**Exercise goal:** Please find all lines in the data that hold the string "plant" and copy them.

**Exercise materials:**
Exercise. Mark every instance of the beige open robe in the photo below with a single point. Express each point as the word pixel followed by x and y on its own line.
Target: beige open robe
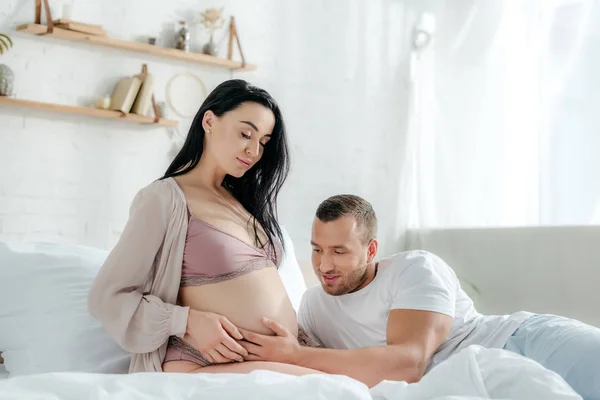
pixel 135 291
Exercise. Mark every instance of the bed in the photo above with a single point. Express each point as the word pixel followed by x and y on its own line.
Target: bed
pixel 53 349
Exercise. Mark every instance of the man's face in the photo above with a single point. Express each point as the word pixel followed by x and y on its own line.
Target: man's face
pixel 339 255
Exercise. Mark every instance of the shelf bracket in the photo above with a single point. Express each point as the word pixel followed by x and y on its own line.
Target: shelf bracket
pixel 233 34
pixel 38 15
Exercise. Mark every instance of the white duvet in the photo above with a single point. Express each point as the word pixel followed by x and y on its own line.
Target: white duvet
pixel 474 373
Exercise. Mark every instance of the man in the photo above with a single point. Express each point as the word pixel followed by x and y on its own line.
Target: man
pixel 397 318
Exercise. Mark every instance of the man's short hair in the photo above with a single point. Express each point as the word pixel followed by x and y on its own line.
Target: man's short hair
pixel 343 205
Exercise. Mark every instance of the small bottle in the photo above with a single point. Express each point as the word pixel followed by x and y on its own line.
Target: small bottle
pixel 183 37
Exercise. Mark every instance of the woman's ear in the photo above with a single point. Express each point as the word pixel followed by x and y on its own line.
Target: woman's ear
pixel 208 121
pixel 372 250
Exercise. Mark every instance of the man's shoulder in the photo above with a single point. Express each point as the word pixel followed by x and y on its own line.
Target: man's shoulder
pixel 411 260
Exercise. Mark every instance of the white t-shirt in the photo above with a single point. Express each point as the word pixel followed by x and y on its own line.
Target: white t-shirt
pixel 414 280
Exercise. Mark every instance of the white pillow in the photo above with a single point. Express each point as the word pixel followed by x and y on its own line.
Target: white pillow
pixel 44 322
pixel 290 271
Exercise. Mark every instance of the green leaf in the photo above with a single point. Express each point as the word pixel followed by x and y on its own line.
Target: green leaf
pixel 2 35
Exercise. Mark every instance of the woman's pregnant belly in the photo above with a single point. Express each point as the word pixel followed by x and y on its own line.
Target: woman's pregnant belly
pixel 244 300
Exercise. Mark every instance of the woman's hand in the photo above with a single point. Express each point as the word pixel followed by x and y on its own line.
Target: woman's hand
pixel 214 336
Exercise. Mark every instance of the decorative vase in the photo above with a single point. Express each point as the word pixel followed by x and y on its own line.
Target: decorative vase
pixel 183 37
pixel 7 80
pixel 210 48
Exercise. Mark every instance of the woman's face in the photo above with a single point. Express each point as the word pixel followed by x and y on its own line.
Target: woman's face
pixel 236 140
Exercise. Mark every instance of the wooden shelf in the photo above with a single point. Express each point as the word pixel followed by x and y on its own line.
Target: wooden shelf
pixel 85 111
pixel 36 29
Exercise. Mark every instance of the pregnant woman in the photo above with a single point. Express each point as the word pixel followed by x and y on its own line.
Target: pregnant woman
pixel 199 254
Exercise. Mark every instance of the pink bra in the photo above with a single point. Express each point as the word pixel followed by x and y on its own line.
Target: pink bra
pixel 212 255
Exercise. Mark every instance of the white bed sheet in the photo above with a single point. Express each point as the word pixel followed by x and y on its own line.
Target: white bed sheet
pixel 474 373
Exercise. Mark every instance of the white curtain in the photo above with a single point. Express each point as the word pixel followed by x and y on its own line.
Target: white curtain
pixel 504 115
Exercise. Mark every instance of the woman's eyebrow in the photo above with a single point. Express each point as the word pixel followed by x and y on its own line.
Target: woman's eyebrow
pixel 251 124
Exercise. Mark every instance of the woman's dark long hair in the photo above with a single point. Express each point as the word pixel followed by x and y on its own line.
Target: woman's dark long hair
pixel 258 188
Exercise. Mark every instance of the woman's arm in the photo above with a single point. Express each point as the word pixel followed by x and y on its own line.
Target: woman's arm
pixel 138 322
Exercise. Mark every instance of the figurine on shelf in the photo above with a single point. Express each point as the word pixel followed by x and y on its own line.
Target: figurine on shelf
pixel 183 37
pixel 213 20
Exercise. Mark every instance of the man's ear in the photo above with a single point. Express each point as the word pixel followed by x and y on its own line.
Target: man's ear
pixel 372 250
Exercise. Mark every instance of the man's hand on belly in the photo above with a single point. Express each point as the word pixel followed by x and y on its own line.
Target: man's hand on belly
pixel 283 347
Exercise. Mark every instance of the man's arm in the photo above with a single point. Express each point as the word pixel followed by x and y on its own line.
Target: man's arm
pixel 413 336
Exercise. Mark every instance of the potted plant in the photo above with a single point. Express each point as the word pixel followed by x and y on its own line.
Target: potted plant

**Solution for this exercise:**
Exercise. Mark every instance of the potted plant in the photo above with a single point. Express each point as the word pixel followed by x and y on its own line.
Target: potted plant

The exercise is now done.